**PROVIDED MATERIAL:**
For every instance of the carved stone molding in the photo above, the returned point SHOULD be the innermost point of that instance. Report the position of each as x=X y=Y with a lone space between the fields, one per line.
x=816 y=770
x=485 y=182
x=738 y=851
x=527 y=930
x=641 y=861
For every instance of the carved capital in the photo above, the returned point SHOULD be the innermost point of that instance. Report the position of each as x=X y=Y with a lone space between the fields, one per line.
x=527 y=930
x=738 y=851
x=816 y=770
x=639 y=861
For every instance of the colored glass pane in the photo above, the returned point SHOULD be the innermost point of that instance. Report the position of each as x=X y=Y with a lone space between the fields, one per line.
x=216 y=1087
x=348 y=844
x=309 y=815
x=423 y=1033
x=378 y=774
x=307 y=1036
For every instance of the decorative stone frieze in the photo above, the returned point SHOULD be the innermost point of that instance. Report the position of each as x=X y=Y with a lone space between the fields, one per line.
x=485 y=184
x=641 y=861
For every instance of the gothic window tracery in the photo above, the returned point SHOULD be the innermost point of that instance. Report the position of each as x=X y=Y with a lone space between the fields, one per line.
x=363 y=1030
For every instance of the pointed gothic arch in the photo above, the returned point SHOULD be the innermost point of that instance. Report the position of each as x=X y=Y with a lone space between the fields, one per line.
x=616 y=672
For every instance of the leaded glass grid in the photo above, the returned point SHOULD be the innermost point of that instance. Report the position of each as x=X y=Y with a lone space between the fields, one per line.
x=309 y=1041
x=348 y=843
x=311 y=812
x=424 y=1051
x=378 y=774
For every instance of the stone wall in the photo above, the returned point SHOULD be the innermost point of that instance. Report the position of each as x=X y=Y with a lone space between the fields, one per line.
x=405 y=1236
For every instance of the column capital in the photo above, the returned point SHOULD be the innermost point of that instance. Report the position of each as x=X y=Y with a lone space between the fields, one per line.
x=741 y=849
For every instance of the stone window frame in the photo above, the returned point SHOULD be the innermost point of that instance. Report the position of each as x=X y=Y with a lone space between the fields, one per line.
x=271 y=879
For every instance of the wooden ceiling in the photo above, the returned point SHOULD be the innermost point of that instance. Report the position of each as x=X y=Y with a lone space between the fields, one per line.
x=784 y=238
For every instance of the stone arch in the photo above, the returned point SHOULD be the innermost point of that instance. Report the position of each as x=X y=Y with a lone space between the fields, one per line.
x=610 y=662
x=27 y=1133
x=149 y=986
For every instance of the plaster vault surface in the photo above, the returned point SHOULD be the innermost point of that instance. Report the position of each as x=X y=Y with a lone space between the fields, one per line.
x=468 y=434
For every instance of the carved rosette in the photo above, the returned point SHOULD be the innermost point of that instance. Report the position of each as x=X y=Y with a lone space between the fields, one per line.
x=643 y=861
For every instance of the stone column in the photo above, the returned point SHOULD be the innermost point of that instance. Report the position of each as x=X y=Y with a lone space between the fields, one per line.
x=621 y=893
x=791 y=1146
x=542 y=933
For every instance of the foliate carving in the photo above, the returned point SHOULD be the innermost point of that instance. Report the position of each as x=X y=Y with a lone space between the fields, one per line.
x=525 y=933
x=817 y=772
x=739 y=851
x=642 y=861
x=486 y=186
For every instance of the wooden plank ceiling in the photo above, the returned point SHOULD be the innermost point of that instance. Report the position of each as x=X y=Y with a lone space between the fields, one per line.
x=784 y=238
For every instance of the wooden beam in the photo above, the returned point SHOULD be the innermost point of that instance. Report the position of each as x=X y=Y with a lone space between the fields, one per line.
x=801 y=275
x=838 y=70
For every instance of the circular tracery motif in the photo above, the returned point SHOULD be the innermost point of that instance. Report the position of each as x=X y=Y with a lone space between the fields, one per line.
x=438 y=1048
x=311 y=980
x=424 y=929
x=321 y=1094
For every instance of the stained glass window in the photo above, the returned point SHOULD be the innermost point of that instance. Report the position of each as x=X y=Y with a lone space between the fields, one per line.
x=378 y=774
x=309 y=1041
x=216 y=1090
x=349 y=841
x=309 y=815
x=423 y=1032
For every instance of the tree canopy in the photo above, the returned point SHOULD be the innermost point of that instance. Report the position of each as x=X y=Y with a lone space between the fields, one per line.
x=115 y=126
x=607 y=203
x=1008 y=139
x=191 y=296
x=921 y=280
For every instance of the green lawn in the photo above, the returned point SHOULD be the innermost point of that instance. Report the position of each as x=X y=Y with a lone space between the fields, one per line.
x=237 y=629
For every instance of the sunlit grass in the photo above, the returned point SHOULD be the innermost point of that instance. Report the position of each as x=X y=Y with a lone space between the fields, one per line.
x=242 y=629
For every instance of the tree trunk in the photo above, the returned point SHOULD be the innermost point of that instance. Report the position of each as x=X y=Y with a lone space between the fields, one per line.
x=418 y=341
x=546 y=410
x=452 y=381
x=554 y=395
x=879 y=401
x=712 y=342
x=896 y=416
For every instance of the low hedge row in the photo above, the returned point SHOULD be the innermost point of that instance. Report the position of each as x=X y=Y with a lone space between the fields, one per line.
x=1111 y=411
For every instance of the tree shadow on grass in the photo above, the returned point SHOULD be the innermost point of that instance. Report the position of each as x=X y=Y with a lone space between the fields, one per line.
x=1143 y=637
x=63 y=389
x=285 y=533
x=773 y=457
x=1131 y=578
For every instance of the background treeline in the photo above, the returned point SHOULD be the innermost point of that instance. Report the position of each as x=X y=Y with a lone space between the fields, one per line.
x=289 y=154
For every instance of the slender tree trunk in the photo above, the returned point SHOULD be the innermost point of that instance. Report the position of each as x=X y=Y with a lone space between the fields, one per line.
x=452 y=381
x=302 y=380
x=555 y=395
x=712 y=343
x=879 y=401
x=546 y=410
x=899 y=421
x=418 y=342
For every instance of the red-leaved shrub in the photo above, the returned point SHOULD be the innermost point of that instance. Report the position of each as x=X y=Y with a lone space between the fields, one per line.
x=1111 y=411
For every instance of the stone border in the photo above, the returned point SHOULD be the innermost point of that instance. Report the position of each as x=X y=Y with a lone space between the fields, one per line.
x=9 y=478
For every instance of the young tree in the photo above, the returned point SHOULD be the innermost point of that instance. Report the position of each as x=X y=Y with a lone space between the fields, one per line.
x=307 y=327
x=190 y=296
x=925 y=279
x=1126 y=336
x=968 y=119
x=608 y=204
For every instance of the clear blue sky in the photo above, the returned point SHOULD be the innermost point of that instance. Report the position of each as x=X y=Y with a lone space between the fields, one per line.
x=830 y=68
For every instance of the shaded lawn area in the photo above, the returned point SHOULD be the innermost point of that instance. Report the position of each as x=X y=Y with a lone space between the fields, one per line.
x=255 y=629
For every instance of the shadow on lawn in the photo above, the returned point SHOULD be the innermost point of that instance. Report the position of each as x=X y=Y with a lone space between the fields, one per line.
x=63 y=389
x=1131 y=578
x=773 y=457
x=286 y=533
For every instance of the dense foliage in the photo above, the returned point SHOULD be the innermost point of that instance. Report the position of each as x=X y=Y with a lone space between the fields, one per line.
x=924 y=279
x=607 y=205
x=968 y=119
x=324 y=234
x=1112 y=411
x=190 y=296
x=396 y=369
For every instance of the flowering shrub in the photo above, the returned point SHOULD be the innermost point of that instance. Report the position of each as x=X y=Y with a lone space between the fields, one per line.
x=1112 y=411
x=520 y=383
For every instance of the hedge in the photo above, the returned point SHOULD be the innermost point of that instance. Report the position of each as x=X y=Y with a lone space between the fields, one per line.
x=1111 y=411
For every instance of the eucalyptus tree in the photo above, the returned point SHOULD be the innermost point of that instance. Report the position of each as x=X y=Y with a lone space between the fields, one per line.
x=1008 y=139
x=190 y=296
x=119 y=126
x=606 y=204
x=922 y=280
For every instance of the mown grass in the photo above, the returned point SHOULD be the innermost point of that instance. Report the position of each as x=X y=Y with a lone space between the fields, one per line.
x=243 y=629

**EXERCISE OBJECTIVE:** Starting at the line that contains "For every instance of the stone window" and ending at the line that contains "x=271 y=879", arrange that portion of the data above as a two-column CSV with the headers input and output. Put each text and the answer that follows it in separate quoted fields of one row, with line breaks turned into spaces.

**ANSWER TO THIS PROBLEM:**
input,output
"For every instance of the stone window frame in the photo above, the returned point SHOULD be the innermost point of that instance. Report the position of each as x=X y=Y with a lone space between the fields, one per line.","x=271 y=879"